— START OF SOURCE RECORDS —

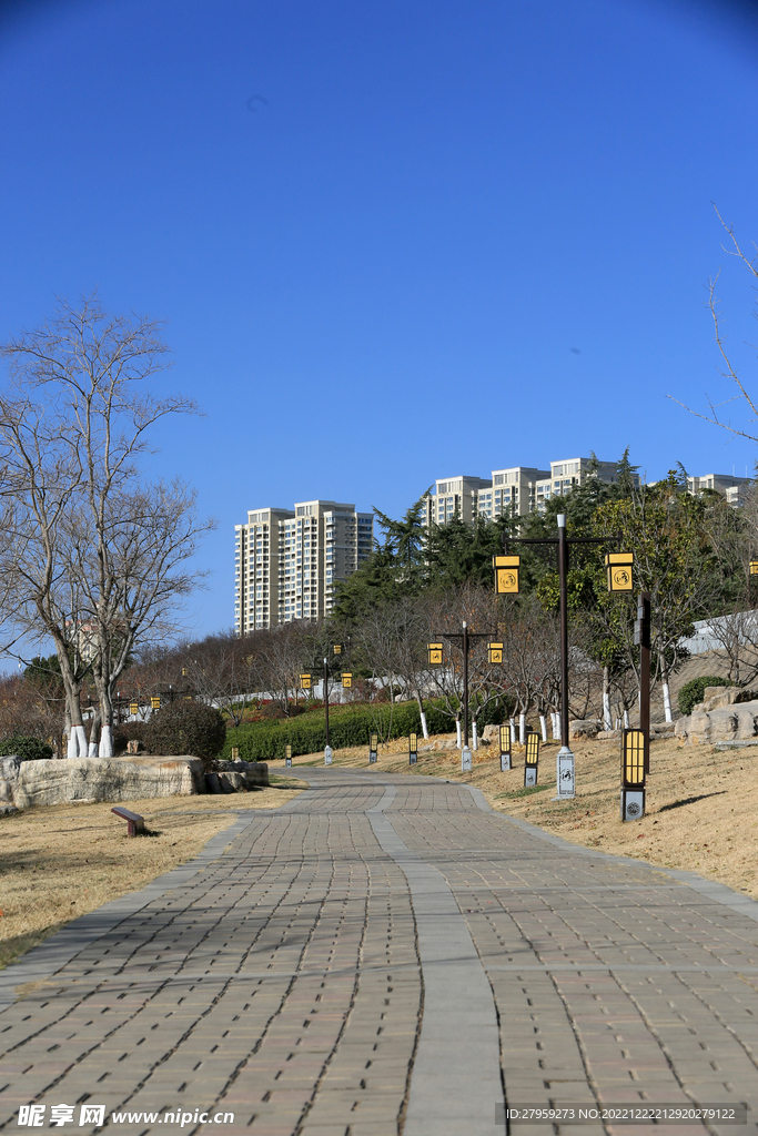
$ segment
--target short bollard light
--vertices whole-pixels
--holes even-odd
[[[524,758],[524,788],[536,785],[538,767],[540,765],[540,735],[531,727],[526,735],[526,754]]]
[[[500,772],[510,769],[510,726],[500,727]]]
[[[622,820],[644,817],[644,733],[625,729],[622,734]]]
[[[632,565],[634,563],[633,552],[608,552],[606,554],[606,569],[608,573],[609,592],[631,592],[634,588],[632,583]]]
[[[492,557],[494,590],[498,595],[518,594],[518,571],[520,563],[520,557]]]

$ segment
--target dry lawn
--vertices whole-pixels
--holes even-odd
[[[240,811],[277,808],[303,788],[302,782],[277,777],[270,788],[228,796],[126,801],[151,833],[132,838],[108,803],[50,805],[0,818],[0,967],[72,919],[191,860]]]
[[[368,765],[366,747],[335,750],[334,763],[461,780],[481,788],[498,811],[575,844],[697,871],[758,899],[758,746],[718,752],[706,745],[681,746],[674,740],[651,742],[645,817],[627,824],[619,818],[619,743],[574,743],[573,801],[551,801],[557,751],[555,743],[542,746],[540,784],[526,791],[524,758],[518,751],[516,768],[506,774],[500,772],[497,753],[484,747],[474,754],[470,774],[461,774],[457,750],[419,753],[418,763],[409,766],[405,740],[381,747],[376,765]],[[322,765],[323,760],[310,754],[295,758],[294,765]]]

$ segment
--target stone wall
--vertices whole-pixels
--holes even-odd
[[[75,801],[138,801],[152,796],[234,793],[268,784],[265,762],[223,761],[216,775],[223,787],[207,784],[199,758],[67,758],[22,761],[0,758],[0,813],[33,804]],[[227,770],[225,767],[230,767]]]

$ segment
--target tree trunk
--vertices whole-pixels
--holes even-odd
[[[602,728],[613,729],[613,719],[610,717],[610,670],[608,667],[602,668]]]
[[[660,676],[663,678],[661,687],[664,691],[664,717],[666,721],[673,721],[672,718],[672,694],[668,686],[668,666],[666,663],[666,658],[661,655],[660,659]]]
[[[92,711],[92,725],[90,726],[90,744],[86,751],[88,758],[98,755],[98,734],[100,732],[100,710]]]

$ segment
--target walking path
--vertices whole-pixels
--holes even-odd
[[[670,1130],[758,1133],[758,904],[459,784],[298,775],[0,974],[3,1131],[497,1136],[507,1101],[748,1102]]]

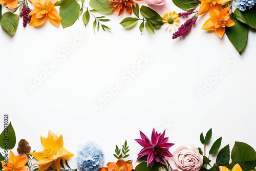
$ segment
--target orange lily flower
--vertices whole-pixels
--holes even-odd
[[[1,161],[3,171],[29,171],[24,167],[29,159],[27,156],[16,156],[13,152],[10,151],[10,156],[8,160],[7,166],[4,161]]]
[[[108,167],[101,167],[98,171],[131,171],[133,169],[133,162],[126,162],[120,158],[116,162],[109,162]]]
[[[47,19],[54,26],[59,27],[60,25],[61,18],[54,8],[54,4],[58,0],[31,0],[31,1],[35,9],[29,13],[29,15],[31,16],[30,26],[41,25]]]
[[[215,32],[220,38],[223,37],[226,27],[234,25],[234,22],[229,17],[231,13],[228,12],[229,7],[223,9],[221,11],[214,9],[210,11],[210,18],[204,23],[202,29],[215,30]]]
[[[125,9],[130,15],[132,15],[133,13],[133,6],[135,7],[136,6],[136,3],[133,0],[109,0],[109,1],[111,1],[112,2],[109,4],[108,6],[115,6],[112,12],[114,12],[119,11],[118,16],[120,16],[123,13],[124,9]]]
[[[18,5],[17,0],[0,0],[0,4],[5,4],[9,9],[14,9]]]
[[[34,165],[39,165],[38,171],[44,171],[50,166],[58,171],[60,169],[60,160],[67,160],[74,156],[63,147],[62,136],[58,137],[49,130],[47,138],[41,136],[41,142],[45,149],[40,152],[29,153],[38,160]]]
[[[208,11],[214,9],[221,11],[223,3],[226,3],[232,0],[199,0],[201,1],[200,8],[198,11],[197,16],[205,13]]]

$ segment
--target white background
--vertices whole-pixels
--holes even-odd
[[[182,12],[170,2],[151,7],[161,15]],[[212,127],[211,144],[223,136],[222,147],[238,141],[256,148],[255,32],[250,30],[249,43],[240,57],[225,35],[220,39],[201,29],[208,14],[198,18],[187,36],[175,40],[174,31],[164,28],[155,35],[144,30],[142,36],[140,22],[125,30],[119,23],[128,16],[108,16],[112,33],[101,30],[96,35],[93,20],[85,28],[81,19],[65,29],[49,22],[24,28],[20,19],[15,35],[0,30],[0,111],[9,114],[17,140],[26,139],[39,151],[40,135],[46,137],[51,130],[62,134],[65,147],[74,154],[78,144],[94,140],[105,153],[105,164],[116,161],[115,144],[125,139],[135,160],[141,147],[134,139],[140,138],[139,130],[150,136],[153,127],[166,129],[176,147],[200,146],[200,133]],[[61,60],[58,54],[80,35],[86,39]],[[122,76],[138,65],[140,56],[151,61],[126,82]],[[28,83],[53,61],[58,67],[31,93]],[[198,89],[223,66],[227,72],[200,96]],[[95,114],[92,105],[118,82],[123,89]],[[70,161],[76,167],[75,157]]]

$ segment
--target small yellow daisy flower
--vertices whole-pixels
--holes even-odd
[[[170,11],[169,13],[165,13],[163,16],[163,23],[164,23],[163,26],[165,29],[169,29],[169,31],[173,28],[176,30],[180,24],[180,18],[179,15],[176,11]]]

— END OF SOURCE RECORDS —

| TASK TO COMPLETE |
Return every line of the items above that contains the string "flower", matching case exactly.

| TASK SOLUTION |
--target orange lily flower
--target small yellow daisy flower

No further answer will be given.